Box-labeled dataset extracts
-- START --
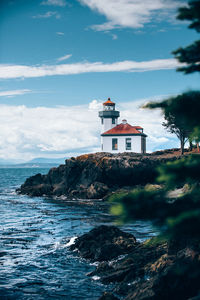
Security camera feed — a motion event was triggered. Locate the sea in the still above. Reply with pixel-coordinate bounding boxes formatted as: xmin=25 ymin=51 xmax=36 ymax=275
xmin=0 ymin=168 xmax=156 ymax=300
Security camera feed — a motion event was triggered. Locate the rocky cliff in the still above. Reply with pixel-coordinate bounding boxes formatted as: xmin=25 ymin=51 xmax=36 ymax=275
xmin=18 ymin=150 xmax=179 ymax=199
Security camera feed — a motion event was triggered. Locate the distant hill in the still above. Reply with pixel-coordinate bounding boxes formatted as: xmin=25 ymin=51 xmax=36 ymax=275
xmin=0 ymin=157 xmax=67 ymax=168
xmin=27 ymin=157 xmax=67 ymax=164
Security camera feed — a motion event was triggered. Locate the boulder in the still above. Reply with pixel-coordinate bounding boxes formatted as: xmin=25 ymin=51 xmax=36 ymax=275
xmin=17 ymin=152 xmax=180 ymax=199
xmin=70 ymin=225 xmax=137 ymax=261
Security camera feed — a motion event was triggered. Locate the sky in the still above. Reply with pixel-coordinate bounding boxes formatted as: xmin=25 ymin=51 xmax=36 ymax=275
xmin=0 ymin=0 xmax=199 ymax=161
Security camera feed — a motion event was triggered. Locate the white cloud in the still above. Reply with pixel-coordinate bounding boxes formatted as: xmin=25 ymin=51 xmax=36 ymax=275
xmin=33 ymin=11 xmax=60 ymax=19
xmin=41 ymin=0 xmax=67 ymax=7
xmin=0 ymin=59 xmax=180 ymax=79
xmin=0 ymin=89 xmax=32 ymax=97
xmin=79 ymin=0 xmax=185 ymax=31
xmin=112 ymin=34 xmax=118 ymax=40
xmin=0 ymin=99 xmax=178 ymax=160
xmin=56 ymin=31 xmax=65 ymax=35
xmin=57 ymin=54 xmax=72 ymax=61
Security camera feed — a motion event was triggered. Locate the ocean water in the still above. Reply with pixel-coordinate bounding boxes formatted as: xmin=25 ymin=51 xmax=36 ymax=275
xmin=0 ymin=168 xmax=155 ymax=300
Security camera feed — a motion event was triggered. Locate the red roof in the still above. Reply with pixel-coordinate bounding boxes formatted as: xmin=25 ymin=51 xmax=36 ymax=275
xmin=103 ymin=98 xmax=115 ymax=105
xmin=134 ymin=126 xmax=143 ymax=129
xmin=102 ymin=123 xmax=144 ymax=135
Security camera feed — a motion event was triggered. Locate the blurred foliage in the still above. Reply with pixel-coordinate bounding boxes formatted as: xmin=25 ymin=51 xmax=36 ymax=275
xmin=173 ymin=0 xmax=200 ymax=74
xmin=143 ymin=91 xmax=200 ymax=154
xmin=109 ymin=154 xmax=200 ymax=239
xmin=157 ymin=154 xmax=200 ymax=189
xmin=110 ymin=0 xmax=200 ymax=245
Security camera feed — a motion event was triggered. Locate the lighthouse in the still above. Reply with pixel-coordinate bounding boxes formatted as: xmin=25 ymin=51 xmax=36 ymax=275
xmin=99 ymin=98 xmax=147 ymax=153
xmin=99 ymin=98 xmax=120 ymax=133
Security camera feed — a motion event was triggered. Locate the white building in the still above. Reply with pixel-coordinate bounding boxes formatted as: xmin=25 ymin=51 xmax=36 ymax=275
xmin=99 ymin=98 xmax=147 ymax=153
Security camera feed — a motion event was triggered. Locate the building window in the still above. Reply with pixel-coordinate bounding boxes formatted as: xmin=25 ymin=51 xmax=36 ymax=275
xmin=112 ymin=139 xmax=118 ymax=150
xmin=126 ymin=138 xmax=131 ymax=150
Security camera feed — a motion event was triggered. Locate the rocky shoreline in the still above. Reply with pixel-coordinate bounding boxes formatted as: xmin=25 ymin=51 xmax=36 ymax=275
xmin=70 ymin=226 xmax=200 ymax=300
xmin=17 ymin=149 xmax=180 ymax=199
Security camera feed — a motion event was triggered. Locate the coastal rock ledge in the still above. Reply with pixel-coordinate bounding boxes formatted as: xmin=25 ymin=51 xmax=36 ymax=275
xmin=17 ymin=149 xmax=180 ymax=199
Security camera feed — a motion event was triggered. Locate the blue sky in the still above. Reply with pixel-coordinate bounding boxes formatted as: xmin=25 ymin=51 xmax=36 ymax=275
xmin=0 ymin=0 xmax=199 ymax=159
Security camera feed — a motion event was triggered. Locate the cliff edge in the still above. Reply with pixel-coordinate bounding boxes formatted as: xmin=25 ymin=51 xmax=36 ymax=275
xmin=17 ymin=149 xmax=183 ymax=199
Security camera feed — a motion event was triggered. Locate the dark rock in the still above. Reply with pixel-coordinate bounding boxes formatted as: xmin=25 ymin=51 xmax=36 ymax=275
xmin=99 ymin=292 xmax=119 ymax=300
xmin=70 ymin=225 xmax=136 ymax=261
xmin=18 ymin=151 xmax=180 ymax=199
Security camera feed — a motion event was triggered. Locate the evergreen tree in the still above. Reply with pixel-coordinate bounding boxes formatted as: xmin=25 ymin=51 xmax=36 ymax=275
xmin=173 ymin=0 xmax=200 ymax=74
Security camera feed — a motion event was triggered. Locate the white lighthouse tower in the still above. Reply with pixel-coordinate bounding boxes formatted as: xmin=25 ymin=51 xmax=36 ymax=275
xmin=99 ymin=98 xmax=119 ymax=133
xmin=99 ymin=98 xmax=147 ymax=153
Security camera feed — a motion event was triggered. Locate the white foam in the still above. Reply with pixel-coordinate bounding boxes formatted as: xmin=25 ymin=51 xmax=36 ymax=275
xmin=92 ymin=275 xmax=100 ymax=280
xmin=53 ymin=242 xmax=61 ymax=249
xmin=65 ymin=236 xmax=77 ymax=247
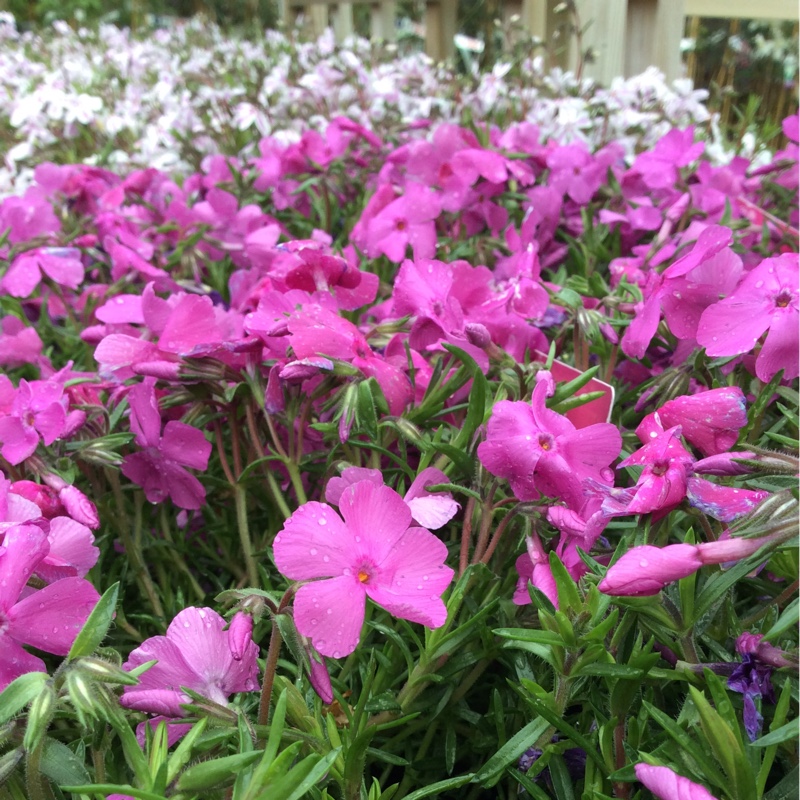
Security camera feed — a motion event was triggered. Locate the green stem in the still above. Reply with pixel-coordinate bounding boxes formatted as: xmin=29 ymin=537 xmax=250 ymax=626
xmin=258 ymin=619 xmax=282 ymax=725
xmin=233 ymin=483 xmax=259 ymax=588
xmin=109 ymin=484 xmax=166 ymax=620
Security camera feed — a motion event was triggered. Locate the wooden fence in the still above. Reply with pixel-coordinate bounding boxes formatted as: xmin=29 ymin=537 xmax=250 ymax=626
xmin=279 ymin=0 xmax=798 ymax=83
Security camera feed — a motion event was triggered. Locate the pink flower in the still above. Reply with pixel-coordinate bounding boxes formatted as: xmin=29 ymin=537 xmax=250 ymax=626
xmin=0 ymin=247 xmax=83 ymax=297
xmin=658 ymin=386 xmax=747 ymax=456
xmin=634 ymin=764 xmax=716 ymax=800
xmin=597 ymin=544 xmax=703 ymax=597
xmin=121 ymin=379 xmax=211 ymax=509
xmin=364 ymin=183 xmax=441 ymax=264
xmin=120 ymin=608 xmax=258 ymax=719
xmin=274 ymin=481 xmax=453 ymax=658
xmin=0 ymin=524 xmax=100 ymax=690
xmin=697 ymin=253 xmax=800 ymax=382
xmin=514 ymin=534 xmax=558 ymax=608
xmin=0 ymin=376 xmax=86 ymax=464
xmin=478 ymin=372 xmax=622 ymax=510
xmin=618 ymin=428 xmax=694 ymax=514
xmin=325 ymin=467 xmax=459 ymax=531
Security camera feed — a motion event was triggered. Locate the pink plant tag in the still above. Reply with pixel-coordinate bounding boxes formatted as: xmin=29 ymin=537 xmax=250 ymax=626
xmin=534 ymin=350 xmax=614 ymax=428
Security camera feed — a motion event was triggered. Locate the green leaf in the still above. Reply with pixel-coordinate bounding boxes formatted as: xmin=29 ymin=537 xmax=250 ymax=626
xmin=39 ymin=737 xmax=91 ymax=786
xmin=750 ymin=719 xmax=800 ymax=747
xmin=60 ymin=783 xmax=169 ymax=800
xmin=642 ymin=700 xmax=726 ymax=786
xmin=764 ymin=766 xmax=800 ymax=800
xmin=550 ymin=552 xmax=583 ymax=612
xmin=0 ymin=672 xmax=48 ymax=724
xmin=492 ymin=628 xmax=564 ymax=647
xmin=472 ymin=717 xmax=550 ymax=788
xmin=178 ymin=743 xmax=264 ymax=792
xmin=167 ymin=717 xmax=208 ymax=783
xmin=764 ymin=597 xmax=800 ymax=639
xmin=67 ymin=582 xmax=119 ymax=661
xmin=403 ymin=772 xmax=475 ymax=800
xmin=689 ymin=686 xmax=756 ymax=800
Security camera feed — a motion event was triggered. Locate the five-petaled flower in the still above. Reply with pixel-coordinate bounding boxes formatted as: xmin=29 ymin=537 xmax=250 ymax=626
xmin=274 ymin=481 xmax=453 ymax=658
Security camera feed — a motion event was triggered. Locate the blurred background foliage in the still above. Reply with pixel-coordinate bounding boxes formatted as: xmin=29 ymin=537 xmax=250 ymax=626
xmin=0 ymin=0 xmax=798 ymax=138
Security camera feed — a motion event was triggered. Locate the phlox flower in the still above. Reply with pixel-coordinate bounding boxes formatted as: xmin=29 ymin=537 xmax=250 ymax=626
xmin=120 ymin=608 xmax=258 ymax=719
xmin=0 ymin=375 xmax=86 ymax=464
xmin=478 ymin=371 xmax=622 ymax=510
xmin=697 ymin=253 xmax=800 ymax=382
xmin=121 ymin=379 xmax=211 ymax=509
xmin=597 ymin=544 xmax=703 ymax=597
xmin=274 ymin=481 xmax=453 ymax=658
xmin=634 ymin=764 xmax=716 ymax=800
xmin=0 ymin=247 xmax=83 ymax=297
xmin=0 ymin=524 xmax=100 ymax=691
xmin=325 ymin=467 xmax=459 ymax=531
xmin=658 ymin=386 xmax=747 ymax=456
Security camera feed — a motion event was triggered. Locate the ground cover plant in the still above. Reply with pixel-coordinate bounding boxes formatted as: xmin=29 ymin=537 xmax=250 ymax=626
xmin=0 ymin=14 xmax=800 ymax=800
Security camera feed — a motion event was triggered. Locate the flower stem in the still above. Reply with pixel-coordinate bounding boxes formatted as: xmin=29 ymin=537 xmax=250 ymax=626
xmin=233 ymin=483 xmax=259 ymax=588
xmin=258 ymin=619 xmax=282 ymax=725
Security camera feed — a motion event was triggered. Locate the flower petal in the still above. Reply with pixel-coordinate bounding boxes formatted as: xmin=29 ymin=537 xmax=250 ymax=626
xmin=339 ymin=481 xmax=411 ymax=566
xmin=8 ymin=578 xmax=100 ymax=656
xmin=364 ymin=528 xmax=453 ymax=628
xmin=294 ymin=575 xmax=367 ymax=658
xmin=273 ymin=502 xmax=356 ymax=581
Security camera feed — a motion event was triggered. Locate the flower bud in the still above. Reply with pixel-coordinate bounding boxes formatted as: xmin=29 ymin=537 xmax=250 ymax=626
xmin=464 ymin=322 xmax=492 ymax=350
xmin=58 ymin=486 xmax=100 ymax=530
xmin=308 ymin=653 xmax=333 ymax=705
xmin=228 ymin=611 xmax=253 ymax=661
xmin=597 ymin=544 xmax=704 ymax=597
xmin=22 ymin=683 xmax=56 ymax=752
xmin=634 ymin=764 xmax=716 ymax=800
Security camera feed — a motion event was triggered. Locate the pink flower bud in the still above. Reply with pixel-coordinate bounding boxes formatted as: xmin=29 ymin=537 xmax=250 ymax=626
xmin=692 ymin=450 xmax=756 ymax=477
xmin=464 ymin=322 xmax=492 ymax=350
xmin=634 ymin=764 xmax=717 ymax=800
xmin=10 ymin=481 xmax=64 ymax=519
xmin=308 ymin=654 xmax=333 ymax=705
xmin=697 ymin=535 xmax=777 ymax=564
xmin=228 ymin=611 xmax=253 ymax=661
xmin=736 ymin=633 xmax=797 ymax=669
xmin=58 ymin=486 xmax=100 ymax=530
xmin=597 ymin=544 xmax=703 ymax=597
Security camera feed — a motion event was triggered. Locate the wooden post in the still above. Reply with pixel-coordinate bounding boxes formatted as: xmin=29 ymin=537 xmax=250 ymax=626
xmin=331 ymin=3 xmax=353 ymax=44
xmin=569 ymin=0 xmax=628 ymax=84
xmin=369 ymin=0 xmax=397 ymax=42
xmin=425 ymin=0 xmax=457 ymax=61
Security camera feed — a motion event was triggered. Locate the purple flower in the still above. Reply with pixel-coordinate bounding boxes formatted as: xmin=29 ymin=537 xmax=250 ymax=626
xmin=0 ymin=524 xmax=100 ymax=690
xmin=697 ymin=253 xmax=800 ymax=382
xmin=634 ymin=764 xmax=717 ymax=800
xmin=0 ymin=376 xmax=79 ymax=464
xmin=478 ymin=372 xmax=622 ymax=510
xmin=120 ymin=608 xmax=258 ymax=719
xmin=597 ymin=544 xmax=704 ymax=597
xmin=121 ymin=379 xmax=211 ymax=509
xmin=274 ymin=481 xmax=453 ymax=658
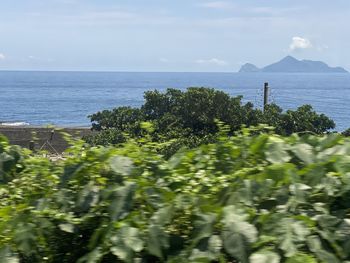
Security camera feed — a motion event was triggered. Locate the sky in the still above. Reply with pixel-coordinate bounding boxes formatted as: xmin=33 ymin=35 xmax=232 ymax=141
xmin=0 ymin=0 xmax=350 ymax=72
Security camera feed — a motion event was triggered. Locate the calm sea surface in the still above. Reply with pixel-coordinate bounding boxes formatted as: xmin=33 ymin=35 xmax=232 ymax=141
xmin=0 ymin=71 xmax=350 ymax=130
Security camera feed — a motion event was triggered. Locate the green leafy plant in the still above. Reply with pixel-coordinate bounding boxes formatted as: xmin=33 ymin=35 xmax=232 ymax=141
xmin=0 ymin=127 xmax=350 ymax=263
xmin=85 ymin=88 xmax=335 ymax=158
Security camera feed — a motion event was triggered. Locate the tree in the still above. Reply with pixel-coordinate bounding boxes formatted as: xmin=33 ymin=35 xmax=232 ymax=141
xmin=86 ymin=87 xmax=335 ymax=154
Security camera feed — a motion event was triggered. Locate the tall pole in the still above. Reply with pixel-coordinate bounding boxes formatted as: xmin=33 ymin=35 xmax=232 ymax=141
xmin=264 ymin=82 xmax=269 ymax=111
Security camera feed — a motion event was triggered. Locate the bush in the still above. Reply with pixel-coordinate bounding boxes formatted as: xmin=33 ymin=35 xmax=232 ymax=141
xmin=0 ymin=129 xmax=350 ymax=263
xmin=86 ymin=88 xmax=335 ymax=157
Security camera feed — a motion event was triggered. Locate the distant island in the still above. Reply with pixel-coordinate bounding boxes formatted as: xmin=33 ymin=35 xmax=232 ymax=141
xmin=239 ymin=56 xmax=348 ymax=73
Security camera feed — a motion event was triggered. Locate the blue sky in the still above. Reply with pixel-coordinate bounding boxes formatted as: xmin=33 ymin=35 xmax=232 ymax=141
xmin=0 ymin=0 xmax=350 ymax=72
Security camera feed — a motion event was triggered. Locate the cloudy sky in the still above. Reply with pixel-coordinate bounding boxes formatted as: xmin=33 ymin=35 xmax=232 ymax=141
xmin=0 ymin=0 xmax=350 ymax=72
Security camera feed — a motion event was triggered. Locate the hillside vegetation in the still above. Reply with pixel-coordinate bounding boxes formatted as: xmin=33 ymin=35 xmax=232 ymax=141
xmin=86 ymin=88 xmax=335 ymax=157
xmin=0 ymin=127 xmax=350 ymax=263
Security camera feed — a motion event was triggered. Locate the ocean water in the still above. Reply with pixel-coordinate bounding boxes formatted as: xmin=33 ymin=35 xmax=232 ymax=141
xmin=0 ymin=71 xmax=350 ymax=130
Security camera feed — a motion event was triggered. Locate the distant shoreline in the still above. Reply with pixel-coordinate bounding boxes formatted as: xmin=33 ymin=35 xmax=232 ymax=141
xmin=0 ymin=125 xmax=92 ymax=153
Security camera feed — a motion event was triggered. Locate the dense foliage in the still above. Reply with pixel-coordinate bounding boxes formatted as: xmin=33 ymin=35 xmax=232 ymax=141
xmin=87 ymin=88 xmax=335 ymax=156
xmin=0 ymin=127 xmax=350 ymax=263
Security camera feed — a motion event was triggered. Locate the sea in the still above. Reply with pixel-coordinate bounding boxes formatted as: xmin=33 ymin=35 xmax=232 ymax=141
xmin=0 ymin=71 xmax=350 ymax=131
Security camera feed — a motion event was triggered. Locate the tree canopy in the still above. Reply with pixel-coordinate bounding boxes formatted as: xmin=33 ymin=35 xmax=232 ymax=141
xmin=87 ymin=87 xmax=335 ymax=156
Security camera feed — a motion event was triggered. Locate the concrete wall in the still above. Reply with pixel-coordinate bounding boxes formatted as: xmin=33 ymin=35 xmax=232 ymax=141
xmin=0 ymin=126 xmax=91 ymax=153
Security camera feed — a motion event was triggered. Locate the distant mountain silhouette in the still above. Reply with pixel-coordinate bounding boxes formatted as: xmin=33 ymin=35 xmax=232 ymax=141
xmin=239 ymin=56 xmax=348 ymax=73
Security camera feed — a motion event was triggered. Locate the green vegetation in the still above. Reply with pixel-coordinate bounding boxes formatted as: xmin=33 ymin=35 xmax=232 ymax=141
xmin=0 ymin=127 xmax=350 ymax=263
xmin=86 ymin=88 xmax=335 ymax=157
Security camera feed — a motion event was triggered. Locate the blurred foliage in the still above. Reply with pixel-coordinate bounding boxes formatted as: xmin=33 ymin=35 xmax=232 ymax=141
xmin=85 ymin=88 xmax=335 ymax=157
xmin=0 ymin=127 xmax=350 ymax=263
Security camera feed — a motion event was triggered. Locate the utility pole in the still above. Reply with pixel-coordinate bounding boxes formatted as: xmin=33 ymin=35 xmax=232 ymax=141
xmin=264 ymin=82 xmax=269 ymax=111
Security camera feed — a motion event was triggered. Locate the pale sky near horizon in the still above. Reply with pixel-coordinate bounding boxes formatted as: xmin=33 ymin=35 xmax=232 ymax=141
xmin=0 ymin=0 xmax=350 ymax=72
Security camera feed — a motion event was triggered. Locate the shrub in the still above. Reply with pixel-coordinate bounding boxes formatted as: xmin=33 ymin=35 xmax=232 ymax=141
xmin=0 ymin=129 xmax=350 ymax=263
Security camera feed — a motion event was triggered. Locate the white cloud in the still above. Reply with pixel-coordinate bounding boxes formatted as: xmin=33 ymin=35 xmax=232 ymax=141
xmin=159 ymin=58 xmax=170 ymax=63
xmin=289 ymin=37 xmax=312 ymax=51
xmin=195 ymin=58 xmax=228 ymax=66
xmin=200 ymin=1 xmax=234 ymax=9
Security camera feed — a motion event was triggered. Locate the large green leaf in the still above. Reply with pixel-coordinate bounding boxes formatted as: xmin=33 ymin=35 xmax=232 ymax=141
xmin=249 ymin=250 xmax=281 ymax=263
xmin=222 ymin=206 xmax=258 ymax=263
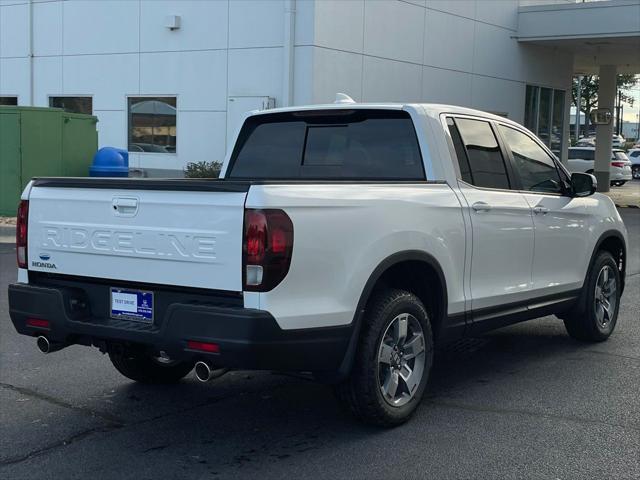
-- END --
■ Exercise prompt ■
Locate every line in the records containing the word "blurred", and copy each one. Case counts.

■ Solution ■
Security camera feed — a motion event was triggered. Locate the blurred foliage in the still above. Reply with pixel-coordinate bounding boxes formatted as: xmin=25 ymin=51 xmax=36 ymax=275
Security camera feed — a motion event was triggered. Locate the blurred background foliage in the still above. Reply with pixel-coordinate bounding boxes formatted as: xmin=29 ymin=537 xmax=250 ymax=626
Security camera feed — a motion event was triggered. Locate the blurred foliage in the still above. Reply with pixel-coordinate bounding boxes formatted as: xmin=33 ymin=35 xmax=232 ymax=141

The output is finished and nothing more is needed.